Would you return the complete listing below word for word?

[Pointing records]
-- begin --
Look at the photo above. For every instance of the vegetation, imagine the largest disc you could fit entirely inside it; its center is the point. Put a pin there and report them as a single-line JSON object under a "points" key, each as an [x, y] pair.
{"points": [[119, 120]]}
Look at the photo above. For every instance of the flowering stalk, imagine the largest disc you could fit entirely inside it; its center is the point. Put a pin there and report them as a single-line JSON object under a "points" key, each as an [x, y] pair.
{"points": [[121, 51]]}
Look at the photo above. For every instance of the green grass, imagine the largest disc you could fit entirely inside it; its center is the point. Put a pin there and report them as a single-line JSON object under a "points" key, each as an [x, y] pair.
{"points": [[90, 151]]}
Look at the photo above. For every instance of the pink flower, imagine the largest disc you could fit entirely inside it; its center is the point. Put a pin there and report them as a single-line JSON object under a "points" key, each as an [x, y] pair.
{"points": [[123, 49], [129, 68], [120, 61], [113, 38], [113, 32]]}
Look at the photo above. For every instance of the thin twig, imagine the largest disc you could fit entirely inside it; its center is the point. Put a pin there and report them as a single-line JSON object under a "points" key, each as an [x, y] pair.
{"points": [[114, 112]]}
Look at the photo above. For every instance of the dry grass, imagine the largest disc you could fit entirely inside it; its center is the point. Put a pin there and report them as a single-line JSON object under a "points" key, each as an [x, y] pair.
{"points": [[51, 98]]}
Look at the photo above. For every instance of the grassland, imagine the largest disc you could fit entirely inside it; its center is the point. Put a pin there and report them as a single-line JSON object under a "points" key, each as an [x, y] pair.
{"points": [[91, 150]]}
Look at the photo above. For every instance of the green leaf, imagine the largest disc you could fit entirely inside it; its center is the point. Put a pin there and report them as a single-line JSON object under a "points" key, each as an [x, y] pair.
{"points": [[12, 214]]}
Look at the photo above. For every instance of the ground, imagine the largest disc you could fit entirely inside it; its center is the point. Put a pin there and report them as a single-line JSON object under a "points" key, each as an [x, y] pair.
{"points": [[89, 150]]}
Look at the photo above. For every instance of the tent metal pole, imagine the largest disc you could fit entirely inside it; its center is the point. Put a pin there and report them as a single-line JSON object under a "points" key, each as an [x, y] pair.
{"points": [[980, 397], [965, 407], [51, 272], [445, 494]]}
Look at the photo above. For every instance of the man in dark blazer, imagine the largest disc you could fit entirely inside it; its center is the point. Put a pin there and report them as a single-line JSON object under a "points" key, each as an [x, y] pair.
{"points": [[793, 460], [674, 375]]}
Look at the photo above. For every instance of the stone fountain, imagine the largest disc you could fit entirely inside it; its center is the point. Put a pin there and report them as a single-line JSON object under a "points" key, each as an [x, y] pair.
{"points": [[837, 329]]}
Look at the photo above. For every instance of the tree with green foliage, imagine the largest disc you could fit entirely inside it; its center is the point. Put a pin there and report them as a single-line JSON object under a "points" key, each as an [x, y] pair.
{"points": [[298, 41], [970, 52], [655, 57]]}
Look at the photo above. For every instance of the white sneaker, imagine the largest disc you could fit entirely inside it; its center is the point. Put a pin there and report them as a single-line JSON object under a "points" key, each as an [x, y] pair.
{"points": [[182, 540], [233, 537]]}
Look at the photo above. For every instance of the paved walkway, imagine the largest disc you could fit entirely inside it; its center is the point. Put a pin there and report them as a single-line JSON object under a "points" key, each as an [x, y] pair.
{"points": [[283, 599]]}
-- end --
[ANSWER FOR THIS EXERCISE]
Look at the photo above. For every instance of the vegetation, imagine the largest disc you could fit entirely inside it; its center is the point. Put a pin there and report them as a single-line JSON object under a "points" key, each as an [x, y] pair.
{"points": [[119, 120]]}
Look at the photo above. For every instance of the flowering stalk, imagine the largest disc you could fit entirely inside it; its center is the point. Put a pin there and report them as a single-line JSON object under a "points" key, each as an [x, y] pair.
{"points": [[121, 51]]}
Look at the photo above. For every instance of the green grass, imagine the largest disc you could fit entirely inside it; its center is the point. Put a pin there and report them as a single-line JSON object under a "points" key, each as an [x, y] pair.
{"points": [[90, 151]]}
Look at the photo above. For every instance of the pink flower, imagine the largest disc you could fit entirely inside it; its center is the point. Put a pin there and report them as a single-line JSON object under a "points" key, each as an [x, y] pair.
{"points": [[123, 49], [129, 68], [120, 61], [113, 38], [113, 32]]}
Look at the photo above. For every instance of the thin twig, imagine the largest disc you could fit entirely inside it; its center is the point. Put a pin there and report them as a single-line JSON object under a "points" key, each as an [x, y] pair.
{"points": [[114, 112]]}
Look at the photo above. For every instance of the dry grass, imagine the largest disc you could fit entirely inside it; its center is the point. Put a pin there and report them as a single-line JSON object under a "points" key, each as an [x, y] pair.
{"points": [[51, 98]]}
Look at the photo above. For every instance of the grassland, imagine the largest disc you could fit entirely inside it; its center is the point. Put a pin there and report them as a single-line JSON object under a "points" key, each as an [x, y] pair.
{"points": [[91, 150]]}
Look at the photo above. For every instance of the green leaf, imagine the largest disc you could fit entirely inside it; its center is the point. Put a pin there and report them as a single-line JSON object under a "points" key, each as an [x, y] pair.
{"points": [[12, 214]]}
Look at the photo above. For every instance of the ground, imagine the largest disc you could fit entirely inside it; its center is the point. Put a pin there and report them as a single-line JSON object under a "points" key, each as an [x, y] pair.
{"points": [[89, 150]]}
Look at the photo above. For every instance of the tent metal pole, imagine the largest disc you could fit entirely inside it; its center is the point. Put a pin there and report them as a single-line JSON object under a "points" key, each as an [x, y] pair.
{"points": [[980, 397], [965, 407], [51, 272], [445, 494]]}
Look at the photo above. For every instance of the man in dark blazer, imagine the largest disc you could fit entirely inside it; its center is the point. Put a pin there and report them as a single-line JSON object under a "points" key, each as an [x, y] pair.
{"points": [[793, 460], [674, 375]]}
Look at the photo above. For every instance of the stone fountain, imagine the largest disc you could fit entirely inside it; its center is the point. Put a pin there and report them as a single-line JSON object under a "points" key, each as an [x, y] pair.
{"points": [[837, 329]]}
Look at the photo above. For every instance of the tree with green foliage, imagine the largest disc you could fit entirely inside it; its center is the point. Put a pin there and report them as a single-line JSON object under a "points" key, each as an [x, y] pair.
{"points": [[298, 41], [970, 52], [655, 57]]}
Look at the photo above. For every instance of the white sneaker, imagine the largest disc you could fit entirely inside it; its center is the point. Put a pin there and report them as a single-line JSON object under a "points" key, each as an [x, y] pair.
{"points": [[182, 540], [233, 537]]}
Look at the photo above. For every instance of the paved walkway, imagine the largest disc you could fit entirely inside it; its center is the point. Put a pin there and report them as a single-line JSON object under a "points" key, each as an [x, y] pair.
{"points": [[283, 599]]}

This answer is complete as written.